Page excerpt >>
++++++++++++++++++++

Do you really need a coherent allocation for this?

> diff --git a/drivers/vfio/pci/pds/lm.c b/drivers/vfio/pci/pds/lm.c
> new file mode 100644
> index 000000000000..855f5da9b99a
> --- /dev/null
> +++ b/drivers/vfio/pci/pds/lm.c
> @@ -0,0 +1,479 @@
> +// SPDX-License-Identifier: GPL-2.0
> +/* Copyright(c) 2023 Advanced Micro Devices, Inc. */
> +
> +#include <linux/anon_inodes.h>
> +#include <linux/file.h>
> +#include <linux/fs.h>
> +#include <linux/highmem.h>
> +#include <linux/vfio.h>
> +#include <linux/vfio_pci_core.h>
> +
> +#include "vfio_dev.h"
> +#include "cmds.h"
> +
> +#define PDS_VFIO_LM_FILENAME	"pds_vfio_lm"

This doesn't need a define, it is typical to write the pseudo filename
in the only anon_inode_getfile()

> +static struct pds_vfio_lm_file *
> +pds_vfio_get_lm_file(const char *name, const struct file_operations *fops,
> +		     int flags, u64 size)
> +{
> +	struct pds_vfio_lm_file *lm_file = NULL;
> +	unsigned long long npages;
> +	struct page **pages;
> +	int err = 0;
> +
> +	if (!size)
> +		return NULL;
> +
> +	/* Alloc file structure */
> +	lm_file = kzalloc(sizeof(*lm_file), GFP_KERNEL);
> +	if (!lm_file)
> +		return NULL;
> +
> +	/* Create file */
> +	lm_file->filep = anon_inode_getfile(name, fops, lm_file, flags);
> +	if (!lm_file->filep)
> +		goto err_get_file;
> +
> +	stream_open(lm_file->filep->f_inode, lm_file->filep);
> +	mutex_init(&lm_file->lock);
> +
> +	lm_file->size = size;
> +
> +	/* Allocate memory for file pages */
> +	npages = DIV_ROUND_UP_ULL(lm_file->size, PAGE_SIZE);
> +
> +	pages = kcalloc(npages, sizeof(*pages), GFP_KERNEL);
> +	if (!pages)
> +		goto err_alloc_pages;
> +
> +	for (unsigned long long i = 0; i < npages; i++) {
> +		pages[i] = alloc_page(GFP_KERNEL);
> +		if (!pages[i])
> +			goto err_alloc_page;
> +	}
> +
> +	lm_file->pages = pages;
> +	lm_file->npages = npages;
> +	lm_file->alloc_size = npages * PAGE_SIZE;
> +
> +	/* Create scatterlist of file pages to use for DMA mapping later */
> +	err = sg_alloc_table_from_pages(&lm_file->sg_table, pages, npages,
> +					0, size, GFP_KERNEL);
> +	if (err)

++++++++++++++++++++

Shape annotation entries:
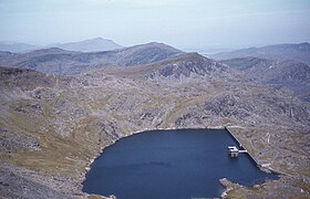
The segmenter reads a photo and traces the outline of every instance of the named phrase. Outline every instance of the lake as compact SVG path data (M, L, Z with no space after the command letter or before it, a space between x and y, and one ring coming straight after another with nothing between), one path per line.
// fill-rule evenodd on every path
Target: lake
M117 199L220 197L220 178L254 186L272 174L259 170L226 129L153 130L120 139L91 165L83 191Z

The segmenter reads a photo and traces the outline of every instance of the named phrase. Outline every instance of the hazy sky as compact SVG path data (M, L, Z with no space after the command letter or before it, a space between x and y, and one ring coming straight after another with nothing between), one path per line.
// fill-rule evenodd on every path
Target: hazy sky
M180 49L309 42L310 0L0 0L0 41L95 36Z

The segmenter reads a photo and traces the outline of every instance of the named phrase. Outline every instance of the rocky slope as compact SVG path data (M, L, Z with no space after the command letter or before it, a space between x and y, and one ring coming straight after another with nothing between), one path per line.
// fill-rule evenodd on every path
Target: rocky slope
M117 51L131 53L113 70L70 76L1 67L1 197L85 198L85 167L102 147L145 129L219 126L260 164L288 174L235 185L228 196L309 197L309 103L199 54L151 45Z
M310 101L310 66L302 62L258 57L238 57L220 62L246 73L256 82L289 88L301 100Z

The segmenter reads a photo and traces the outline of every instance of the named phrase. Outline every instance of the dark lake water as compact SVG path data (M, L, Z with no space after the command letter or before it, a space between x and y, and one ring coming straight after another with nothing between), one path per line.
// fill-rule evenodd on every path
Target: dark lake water
M83 191L118 199L219 197L220 178L254 186L276 175L259 170L225 129L156 130L122 138L92 164Z

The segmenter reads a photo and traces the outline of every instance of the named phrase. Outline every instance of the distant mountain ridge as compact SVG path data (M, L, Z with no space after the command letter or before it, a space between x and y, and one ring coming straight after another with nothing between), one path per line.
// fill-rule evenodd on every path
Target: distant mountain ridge
M14 43L14 42L0 42L0 51L12 52L12 53L28 53L34 50L59 48L66 51L79 51L79 52L97 52L97 51L113 51L116 49L123 49L124 46L115 43L112 40L103 38L94 38L79 42L70 43L53 43L49 45L31 45L27 43Z
M0 51L12 53L25 53L37 49L40 49L40 46L27 43L0 43Z
M0 65L68 75L107 66L147 64L182 53L177 49L155 42L115 51L89 53L50 48L24 54L0 53Z
M80 52L113 51L116 49L124 48L112 40L107 40L103 38L94 38L80 42L63 43L63 44L58 44L55 46L68 51L80 51Z
M209 54L215 60L229 60L244 56L254 56L269 60L294 60L310 65L310 44L278 44L262 48L240 49L231 52Z

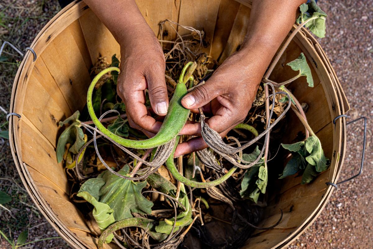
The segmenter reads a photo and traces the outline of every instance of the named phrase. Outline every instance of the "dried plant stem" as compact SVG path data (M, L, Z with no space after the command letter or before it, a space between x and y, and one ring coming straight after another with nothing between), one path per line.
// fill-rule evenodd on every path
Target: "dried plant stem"
M287 40L285 42L283 46L282 46L282 47L281 48L281 50L280 50L280 52L279 52L279 53L277 54L277 55L275 57L275 59L273 60L272 63L271 63L271 65L270 66L269 68L268 69L268 70L267 70L266 74L264 75L264 79L265 80L267 80L268 79L268 78L269 78L269 75L270 75L272 73L272 71L273 71L273 69L275 69L275 66L276 65L276 64L277 64L277 62L278 62L280 58L281 58L281 56L282 56L283 54L283 52L285 52L285 50L286 49L286 48L288 47L288 46L289 46L289 44L291 41L291 40L293 39L293 38L294 38L294 37L295 36L295 35L298 32L298 31L299 31L302 28L302 27L304 26L306 24L310 21L314 20L315 19L316 19L316 18L311 18L305 21L304 22L298 25L298 27L297 27L297 28L296 28L293 32L291 33L290 36L288 38L288 40Z
M182 143L182 136L180 136L179 143ZM182 155L178 158L178 166L179 168L179 172L182 175L184 175L183 174L183 155ZM182 183L180 181L178 182L178 186L176 190L176 199L179 199L179 197L180 195L180 190L181 189Z
M266 94L266 119L267 120L267 127L268 129L268 127L271 124L271 120L270 117L270 110L269 110L269 94L268 92L268 85L266 84L264 86L264 90ZM276 96L275 96L274 93L273 94L273 102L275 101L275 98ZM268 136L269 137L271 132L270 130L268 131ZM264 165L266 167L267 167L267 158L268 156L268 150L269 149L269 140L268 140L267 142L266 143L266 149L264 151Z
M310 132L310 133L311 134L311 136L317 137L317 136L316 136L316 135L315 134L315 133L313 132L313 131L312 129L311 129L311 127L310 126L310 125L309 125L308 123L307 122L307 121L305 119L304 119L304 118L303 118L303 116L301 115L301 114L299 113L299 112L297 111L295 111L294 112L295 112L295 114L297 114L297 116L298 116L298 118L299 119L299 120L301 121L301 122L302 122L302 124L303 124L303 125L305 127L305 128L307 130L307 131Z
M127 118L127 114L122 114L120 116L119 116L122 118ZM102 119L101 119L101 122L103 123L104 123L105 122L107 122L108 121L111 121L112 120L114 120L114 119L116 119L117 118L118 118L117 116L115 116L113 117L110 117L110 118L103 118ZM93 124L93 121L87 121L85 122L81 122L81 124L88 124L88 125Z
M150 153L151 151L153 150L153 148L151 148L150 149L148 149L148 150L145 152L145 153L144 154L144 156L141 158L141 159L142 160L145 160L146 159L146 158L148 157L148 156L149 154ZM134 168L133 170L132 171L132 173L129 174L129 176L131 177L133 177L135 175L135 174L136 173L137 171L138 170L139 168L140 168L140 166L142 164L142 162L141 161L139 161L137 162L136 164L136 165L135 166L135 168Z
M292 109L293 109L295 113L298 112L300 114L303 118L303 119L305 121L305 122L308 124L307 122L307 118L305 116L305 113L304 113L304 112L303 110L303 108L302 108L302 105L301 103L299 103L298 101L298 100L297 99L295 96L293 95L293 94L289 91L286 87L283 87L283 90L284 91L286 92L286 93L289 94L289 96L290 96L290 98L292 100L291 101L291 106ZM280 89L278 88L277 88L278 90L279 90ZM293 107L294 106L294 103L295 103L295 106L296 108L295 108L296 109L294 109L294 108ZM308 137L310 136L310 133L309 131L309 130L308 129L306 129L305 130L305 139L307 139L308 138Z

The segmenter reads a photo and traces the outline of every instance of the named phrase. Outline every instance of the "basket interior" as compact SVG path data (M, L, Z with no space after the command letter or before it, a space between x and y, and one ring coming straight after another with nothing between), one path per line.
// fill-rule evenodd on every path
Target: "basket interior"
M236 50L250 24L250 7L232 0L180 1L179 6L173 1L137 2L157 35L158 24L166 19L203 29L210 42L210 46L205 49L206 52L219 59L220 63ZM186 4L188 6L184 6ZM72 22L66 24L62 18L57 19L60 32L50 36L51 38L46 42L43 50L38 55L31 73L25 81L27 84L24 88L19 132L21 153L19 154L29 172L29 177L36 186L32 191L40 193L36 198L45 205L46 212L50 212L47 214L56 216L61 223L50 222L57 230L71 234L72 237L75 236L70 242L72 245L80 243L87 247L95 248L97 239L94 237L98 231L92 228L94 226L85 220L70 202L70 188L63 166L56 163L55 148L61 132L57 125L59 121L81 110L85 105L91 80L89 72L97 58L106 56L110 63L113 55L116 54L119 57L120 47L90 9L83 7L83 3L77 5L79 7L76 7L75 12L79 13L69 17L73 19ZM167 24L166 28L168 35L163 39L174 40L176 34L172 28ZM184 32L182 28L178 30L181 34ZM297 73L286 64L297 57L301 52L304 53L314 86L307 87L305 78L301 77L289 88L300 102L308 105L306 115L310 124L320 138L326 155L330 158L333 130L329 109L326 108L329 104L324 89L325 84L330 83L319 78L323 68L318 68L310 60L308 55L311 48L303 45L300 39L297 36L292 42L270 78L281 82L294 76ZM287 115L290 115L292 121L284 134L284 143L294 142L302 133L304 134L301 124L291 112L288 113ZM282 162L278 164L281 168L284 166ZM318 175L311 184L305 186L300 185L301 178L299 177L289 177L276 182L276 188L272 189L277 190L270 192L264 218L259 225L267 227L275 223L279 218L280 208L283 211L282 221L275 229L256 231L244 248L270 248L288 238L320 205L329 174L328 170ZM107 248L111 246L106 246Z

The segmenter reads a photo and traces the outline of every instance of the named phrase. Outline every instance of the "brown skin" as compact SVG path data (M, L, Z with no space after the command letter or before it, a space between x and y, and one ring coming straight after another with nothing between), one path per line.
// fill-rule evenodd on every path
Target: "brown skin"
M117 91L126 104L130 125L156 133L162 122L147 110L144 92L148 89L154 112L166 115L169 100L164 58L157 38L134 0L107 0L105 4L94 0L85 1L120 45L122 73ZM226 59L204 85L187 94L182 101L183 105L191 109L203 107L212 115L207 123L222 137L242 122L271 60L295 21L298 7L305 1L253 1L251 25L240 50ZM186 124L181 133L200 136L200 124ZM179 144L175 156L207 146L201 137L195 137Z

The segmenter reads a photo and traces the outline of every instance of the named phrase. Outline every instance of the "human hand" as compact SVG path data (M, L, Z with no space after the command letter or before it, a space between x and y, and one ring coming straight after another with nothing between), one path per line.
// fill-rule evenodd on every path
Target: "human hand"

++++++++++++++++++++

Exercise tasks >>
1 > Answer from the code review excerpt:
(a) Which file does the diff create?
(b) Who holds the copyright named in that file's header, and for what year?
(c) What does the reviewer say needs no define, and where is it typically written instead?
2 > Please recast the records as a Markdown table with the columns Row and Line, running from the line containing "of the distant" up to and including the line containing "M209 54L215 60L229". Number each row and leave out blank lines.

Answers below >>
1 >
(a) drivers/vfio/pci/pds/lm.c
(b) Advanced Micro Devices, Inc., 2023
(c) The pseudo filename needs no define. It is typically written in the only anon_inode_getfile() call.

2 >
| Row | Line |
|---|---|
| 1 | The segmenter reads a photo and traces the outline of every instance of the named phrase. Outline every instance of the distant mountain ridge as compact SVG path data (M, L, Z with no space after the command letter or before it, a space between x and y, and one ring coming straight after another with nothing between), one path per line. |
| 2 | // fill-rule evenodd on every path |
| 3 | Target: distant mountain ridge |
| 4 | M14 43L14 42L0 42L0 51L12 52L12 53L28 53L34 50L59 48L66 51L79 51L79 52L97 52L97 51L113 51L116 49L123 49L124 46L115 43L112 40L103 38L94 38L79 42L70 43L53 43L49 45L31 45L27 43Z |
| 5 | M0 51L12 53L25 53L37 49L40 49L40 46L27 43L0 43Z |
| 6 | M0 65L68 75L107 66L147 64L182 53L177 49L155 42L115 51L89 53L50 48L24 54L0 53Z |
| 7 | M80 52L113 51L116 49L124 48L112 40L107 40L103 38L94 38L80 42L63 43L63 44L58 44L55 46L68 51L80 51Z |
| 8 | M209 54L215 60L229 60L244 56L254 56L269 60L294 60L310 65L310 44L278 44L262 48L240 49L231 52Z |